■ **Written task**: Which lines in the rows below contain the word "bush", with case counting? Pick out each one and copy it in full.

■ **Records for the task**:
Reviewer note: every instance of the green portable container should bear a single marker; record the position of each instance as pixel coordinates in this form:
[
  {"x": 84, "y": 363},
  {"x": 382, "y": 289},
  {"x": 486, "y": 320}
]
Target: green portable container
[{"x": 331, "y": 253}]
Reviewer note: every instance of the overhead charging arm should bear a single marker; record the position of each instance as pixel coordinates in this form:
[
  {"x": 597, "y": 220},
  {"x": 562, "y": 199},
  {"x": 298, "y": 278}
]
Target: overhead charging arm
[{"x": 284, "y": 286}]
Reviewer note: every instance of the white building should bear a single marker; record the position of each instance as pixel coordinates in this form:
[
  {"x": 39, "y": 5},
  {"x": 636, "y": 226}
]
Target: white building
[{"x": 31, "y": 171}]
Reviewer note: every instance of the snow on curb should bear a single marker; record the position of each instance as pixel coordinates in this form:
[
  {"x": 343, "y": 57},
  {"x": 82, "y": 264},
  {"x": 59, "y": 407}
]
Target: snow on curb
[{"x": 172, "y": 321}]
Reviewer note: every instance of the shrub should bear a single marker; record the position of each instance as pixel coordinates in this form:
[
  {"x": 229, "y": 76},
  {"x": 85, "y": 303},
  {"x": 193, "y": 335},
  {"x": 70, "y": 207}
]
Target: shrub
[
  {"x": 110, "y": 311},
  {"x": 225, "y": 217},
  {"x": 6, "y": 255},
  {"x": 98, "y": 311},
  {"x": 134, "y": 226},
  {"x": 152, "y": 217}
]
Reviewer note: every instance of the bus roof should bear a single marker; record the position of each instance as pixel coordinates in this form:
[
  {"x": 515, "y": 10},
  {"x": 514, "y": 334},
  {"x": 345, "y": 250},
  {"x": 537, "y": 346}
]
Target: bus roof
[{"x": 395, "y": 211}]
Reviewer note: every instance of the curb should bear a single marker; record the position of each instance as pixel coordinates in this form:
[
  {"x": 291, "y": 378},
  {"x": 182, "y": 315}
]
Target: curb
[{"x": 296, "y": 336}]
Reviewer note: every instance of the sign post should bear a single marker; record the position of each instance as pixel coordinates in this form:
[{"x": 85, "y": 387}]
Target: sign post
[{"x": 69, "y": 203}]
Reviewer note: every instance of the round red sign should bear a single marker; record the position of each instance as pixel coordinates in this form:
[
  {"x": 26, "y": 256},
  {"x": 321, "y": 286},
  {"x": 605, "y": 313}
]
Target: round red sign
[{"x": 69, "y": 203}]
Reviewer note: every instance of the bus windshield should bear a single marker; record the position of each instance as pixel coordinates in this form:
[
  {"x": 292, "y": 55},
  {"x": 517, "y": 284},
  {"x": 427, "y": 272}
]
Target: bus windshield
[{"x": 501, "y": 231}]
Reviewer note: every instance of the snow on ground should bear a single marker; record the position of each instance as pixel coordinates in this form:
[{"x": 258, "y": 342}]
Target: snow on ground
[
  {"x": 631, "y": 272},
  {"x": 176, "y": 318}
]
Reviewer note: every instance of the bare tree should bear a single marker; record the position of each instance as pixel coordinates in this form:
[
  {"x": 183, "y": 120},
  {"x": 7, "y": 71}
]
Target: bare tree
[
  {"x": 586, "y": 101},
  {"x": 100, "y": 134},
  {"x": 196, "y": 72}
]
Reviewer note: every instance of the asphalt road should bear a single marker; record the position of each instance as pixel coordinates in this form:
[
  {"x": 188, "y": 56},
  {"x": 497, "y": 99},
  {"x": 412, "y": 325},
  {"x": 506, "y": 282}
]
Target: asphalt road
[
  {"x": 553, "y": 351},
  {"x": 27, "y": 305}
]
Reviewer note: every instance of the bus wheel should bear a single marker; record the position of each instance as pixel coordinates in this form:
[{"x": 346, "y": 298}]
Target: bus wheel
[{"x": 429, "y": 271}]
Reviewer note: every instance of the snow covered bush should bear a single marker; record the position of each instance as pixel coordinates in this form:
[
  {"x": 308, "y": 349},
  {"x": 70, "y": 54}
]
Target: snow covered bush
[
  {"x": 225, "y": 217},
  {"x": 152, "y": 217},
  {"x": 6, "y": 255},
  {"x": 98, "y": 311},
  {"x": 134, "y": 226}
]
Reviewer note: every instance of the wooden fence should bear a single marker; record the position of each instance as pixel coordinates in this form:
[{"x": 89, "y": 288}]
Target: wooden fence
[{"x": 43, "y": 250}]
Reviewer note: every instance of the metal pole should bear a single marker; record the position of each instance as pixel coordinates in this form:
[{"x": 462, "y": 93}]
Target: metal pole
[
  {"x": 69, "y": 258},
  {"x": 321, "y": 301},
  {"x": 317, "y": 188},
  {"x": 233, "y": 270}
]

==

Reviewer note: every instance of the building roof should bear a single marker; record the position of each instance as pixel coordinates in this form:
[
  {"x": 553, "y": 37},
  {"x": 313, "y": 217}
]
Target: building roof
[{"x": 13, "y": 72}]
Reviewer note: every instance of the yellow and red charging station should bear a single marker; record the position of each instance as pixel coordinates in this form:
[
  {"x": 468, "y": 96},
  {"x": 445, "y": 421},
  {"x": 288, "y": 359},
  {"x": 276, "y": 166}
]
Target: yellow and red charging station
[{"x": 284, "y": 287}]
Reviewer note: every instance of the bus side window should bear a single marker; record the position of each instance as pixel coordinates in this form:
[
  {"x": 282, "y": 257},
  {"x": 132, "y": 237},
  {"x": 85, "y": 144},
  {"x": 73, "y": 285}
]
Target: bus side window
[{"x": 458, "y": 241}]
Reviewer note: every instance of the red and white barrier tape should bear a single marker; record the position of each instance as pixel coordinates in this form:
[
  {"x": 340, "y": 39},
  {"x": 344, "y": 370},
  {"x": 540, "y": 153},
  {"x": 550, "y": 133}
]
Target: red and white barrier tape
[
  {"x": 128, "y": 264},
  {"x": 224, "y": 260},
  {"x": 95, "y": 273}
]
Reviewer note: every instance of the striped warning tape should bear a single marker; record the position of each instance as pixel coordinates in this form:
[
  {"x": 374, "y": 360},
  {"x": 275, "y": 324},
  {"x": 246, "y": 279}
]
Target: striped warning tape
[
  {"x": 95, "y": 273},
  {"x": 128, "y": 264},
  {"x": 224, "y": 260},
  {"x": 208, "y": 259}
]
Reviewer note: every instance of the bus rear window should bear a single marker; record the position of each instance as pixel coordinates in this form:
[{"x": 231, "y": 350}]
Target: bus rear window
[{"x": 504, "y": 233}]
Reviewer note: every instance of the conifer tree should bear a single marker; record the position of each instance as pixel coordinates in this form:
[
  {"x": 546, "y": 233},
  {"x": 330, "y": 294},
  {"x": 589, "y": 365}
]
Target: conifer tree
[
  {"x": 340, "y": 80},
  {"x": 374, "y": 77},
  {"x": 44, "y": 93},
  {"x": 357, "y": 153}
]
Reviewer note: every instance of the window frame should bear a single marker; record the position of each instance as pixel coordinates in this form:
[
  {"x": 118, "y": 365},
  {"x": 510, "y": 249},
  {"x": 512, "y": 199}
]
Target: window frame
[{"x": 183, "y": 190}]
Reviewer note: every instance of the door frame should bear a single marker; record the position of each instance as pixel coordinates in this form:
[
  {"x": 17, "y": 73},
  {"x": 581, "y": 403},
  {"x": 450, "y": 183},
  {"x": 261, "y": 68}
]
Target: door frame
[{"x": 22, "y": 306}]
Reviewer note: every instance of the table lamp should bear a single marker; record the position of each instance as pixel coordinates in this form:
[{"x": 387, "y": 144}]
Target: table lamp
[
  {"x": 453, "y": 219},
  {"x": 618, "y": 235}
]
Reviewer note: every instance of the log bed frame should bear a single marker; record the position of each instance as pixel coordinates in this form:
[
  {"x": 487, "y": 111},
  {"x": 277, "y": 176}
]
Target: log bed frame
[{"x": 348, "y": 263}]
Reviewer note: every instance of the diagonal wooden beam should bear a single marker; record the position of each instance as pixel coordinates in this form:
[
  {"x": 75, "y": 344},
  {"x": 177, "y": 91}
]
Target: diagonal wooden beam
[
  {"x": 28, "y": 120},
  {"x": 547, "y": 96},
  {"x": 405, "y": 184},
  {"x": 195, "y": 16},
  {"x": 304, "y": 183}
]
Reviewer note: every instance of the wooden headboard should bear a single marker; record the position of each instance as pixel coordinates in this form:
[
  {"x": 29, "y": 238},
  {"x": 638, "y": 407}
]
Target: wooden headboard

■ **Task response**:
Reviewer note: every instance of the snow covered bush should bear a single marker; record the position of each instance as pixel coordinates in this form:
Target: snow covered bush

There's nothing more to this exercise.